> [Data provided]
[Begin]
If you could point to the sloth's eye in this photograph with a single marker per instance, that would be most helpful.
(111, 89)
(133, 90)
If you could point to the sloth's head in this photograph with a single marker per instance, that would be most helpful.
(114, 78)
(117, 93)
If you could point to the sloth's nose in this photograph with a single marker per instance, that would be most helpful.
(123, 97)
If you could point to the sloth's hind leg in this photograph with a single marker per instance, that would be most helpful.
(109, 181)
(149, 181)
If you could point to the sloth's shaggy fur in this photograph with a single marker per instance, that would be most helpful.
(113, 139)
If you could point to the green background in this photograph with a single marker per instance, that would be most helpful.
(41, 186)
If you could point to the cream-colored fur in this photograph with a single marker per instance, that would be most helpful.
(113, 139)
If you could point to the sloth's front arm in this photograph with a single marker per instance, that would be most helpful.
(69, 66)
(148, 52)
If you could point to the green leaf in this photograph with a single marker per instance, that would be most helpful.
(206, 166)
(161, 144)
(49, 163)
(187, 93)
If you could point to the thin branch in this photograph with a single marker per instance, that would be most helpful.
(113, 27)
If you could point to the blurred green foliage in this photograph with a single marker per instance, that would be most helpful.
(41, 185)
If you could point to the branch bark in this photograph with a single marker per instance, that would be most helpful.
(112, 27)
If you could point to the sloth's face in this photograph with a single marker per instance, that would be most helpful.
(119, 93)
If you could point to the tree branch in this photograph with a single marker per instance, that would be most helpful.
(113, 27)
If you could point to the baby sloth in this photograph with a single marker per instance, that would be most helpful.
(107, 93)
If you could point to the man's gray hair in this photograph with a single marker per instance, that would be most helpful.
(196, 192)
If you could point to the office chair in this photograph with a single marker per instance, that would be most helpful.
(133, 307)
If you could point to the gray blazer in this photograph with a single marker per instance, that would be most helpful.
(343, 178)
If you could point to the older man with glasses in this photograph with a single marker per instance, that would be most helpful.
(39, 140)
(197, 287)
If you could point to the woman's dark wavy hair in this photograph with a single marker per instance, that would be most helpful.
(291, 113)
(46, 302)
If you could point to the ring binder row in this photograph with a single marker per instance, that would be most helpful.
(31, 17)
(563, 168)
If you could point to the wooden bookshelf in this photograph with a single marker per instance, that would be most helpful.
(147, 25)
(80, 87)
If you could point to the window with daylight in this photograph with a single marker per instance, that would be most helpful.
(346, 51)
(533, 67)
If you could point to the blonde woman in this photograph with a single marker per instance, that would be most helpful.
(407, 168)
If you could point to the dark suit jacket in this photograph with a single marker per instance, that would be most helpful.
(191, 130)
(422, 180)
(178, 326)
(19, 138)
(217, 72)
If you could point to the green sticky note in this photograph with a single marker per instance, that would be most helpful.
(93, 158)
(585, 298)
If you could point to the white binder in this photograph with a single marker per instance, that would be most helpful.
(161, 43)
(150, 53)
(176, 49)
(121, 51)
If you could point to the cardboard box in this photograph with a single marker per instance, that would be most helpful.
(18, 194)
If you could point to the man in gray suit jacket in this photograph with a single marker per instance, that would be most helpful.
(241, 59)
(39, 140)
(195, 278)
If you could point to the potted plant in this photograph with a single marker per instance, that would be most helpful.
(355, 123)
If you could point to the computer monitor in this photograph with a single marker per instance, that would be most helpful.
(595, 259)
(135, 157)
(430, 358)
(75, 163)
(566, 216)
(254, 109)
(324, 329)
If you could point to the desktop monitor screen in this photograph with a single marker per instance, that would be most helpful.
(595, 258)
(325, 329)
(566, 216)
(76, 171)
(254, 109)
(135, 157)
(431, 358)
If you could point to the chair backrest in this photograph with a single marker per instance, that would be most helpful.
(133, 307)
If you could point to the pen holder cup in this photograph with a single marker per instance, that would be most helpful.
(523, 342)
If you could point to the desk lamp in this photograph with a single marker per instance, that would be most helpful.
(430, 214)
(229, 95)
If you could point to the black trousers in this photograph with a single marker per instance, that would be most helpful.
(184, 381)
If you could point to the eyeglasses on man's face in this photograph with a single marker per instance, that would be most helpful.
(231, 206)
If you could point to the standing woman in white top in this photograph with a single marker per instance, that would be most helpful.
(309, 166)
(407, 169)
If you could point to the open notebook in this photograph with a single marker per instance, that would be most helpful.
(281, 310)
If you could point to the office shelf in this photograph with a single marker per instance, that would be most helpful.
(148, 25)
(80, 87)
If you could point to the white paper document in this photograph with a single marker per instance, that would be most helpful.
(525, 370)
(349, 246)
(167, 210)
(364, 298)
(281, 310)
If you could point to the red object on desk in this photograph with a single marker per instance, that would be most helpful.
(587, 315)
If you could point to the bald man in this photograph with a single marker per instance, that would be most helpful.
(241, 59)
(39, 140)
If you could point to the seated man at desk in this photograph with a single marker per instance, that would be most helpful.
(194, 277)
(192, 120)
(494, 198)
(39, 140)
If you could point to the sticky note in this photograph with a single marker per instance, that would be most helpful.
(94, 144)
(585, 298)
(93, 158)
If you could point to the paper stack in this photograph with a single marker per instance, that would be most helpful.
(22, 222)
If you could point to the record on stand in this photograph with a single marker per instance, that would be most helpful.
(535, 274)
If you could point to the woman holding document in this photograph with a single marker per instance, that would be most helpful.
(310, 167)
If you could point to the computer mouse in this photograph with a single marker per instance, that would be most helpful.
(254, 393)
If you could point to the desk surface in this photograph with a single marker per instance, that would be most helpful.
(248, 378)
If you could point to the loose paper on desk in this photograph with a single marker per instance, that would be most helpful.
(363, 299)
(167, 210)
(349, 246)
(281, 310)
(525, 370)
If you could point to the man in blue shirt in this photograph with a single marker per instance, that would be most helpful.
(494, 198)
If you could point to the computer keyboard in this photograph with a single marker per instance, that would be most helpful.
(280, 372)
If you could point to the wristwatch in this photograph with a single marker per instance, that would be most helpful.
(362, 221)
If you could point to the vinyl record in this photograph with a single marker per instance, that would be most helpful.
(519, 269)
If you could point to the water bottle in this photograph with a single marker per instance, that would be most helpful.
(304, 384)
[End]
> [The problem] In the records above, locate the line that contains "If you could point to the computer mouse". Repeat it and every line after it, exactly, and nothing else.

> [Exercise output]
If you could point to the computer mouse in this photograph with a single marker per instance, that would be most helpful.
(254, 393)
If you could point to the desk surface in this photograph with a single marker per instance, that would be most helpful.
(248, 378)
If you could point to the loose paper on desk in this photograph with a single marker per instance, that would be most helpful.
(363, 299)
(167, 210)
(349, 246)
(281, 310)
(525, 370)
If you could point to the man in blue shirt in this photograph with a single marker per instance, that would be most helpful.
(494, 198)
If you could point to the computer keyboard in this photograph with a single marker per instance, that would be most helpful.
(280, 372)
If you could point to the wristwatch in this photograph with a single marker per instance, that would be most helpful.
(362, 221)
If you could point to the vinyl record in this photograph with a single marker per instance, that would be most helpful.
(519, 269)
If you could point to the water bottle in this photograph with a single marker per instance, that would be most helpful.
(304, 384)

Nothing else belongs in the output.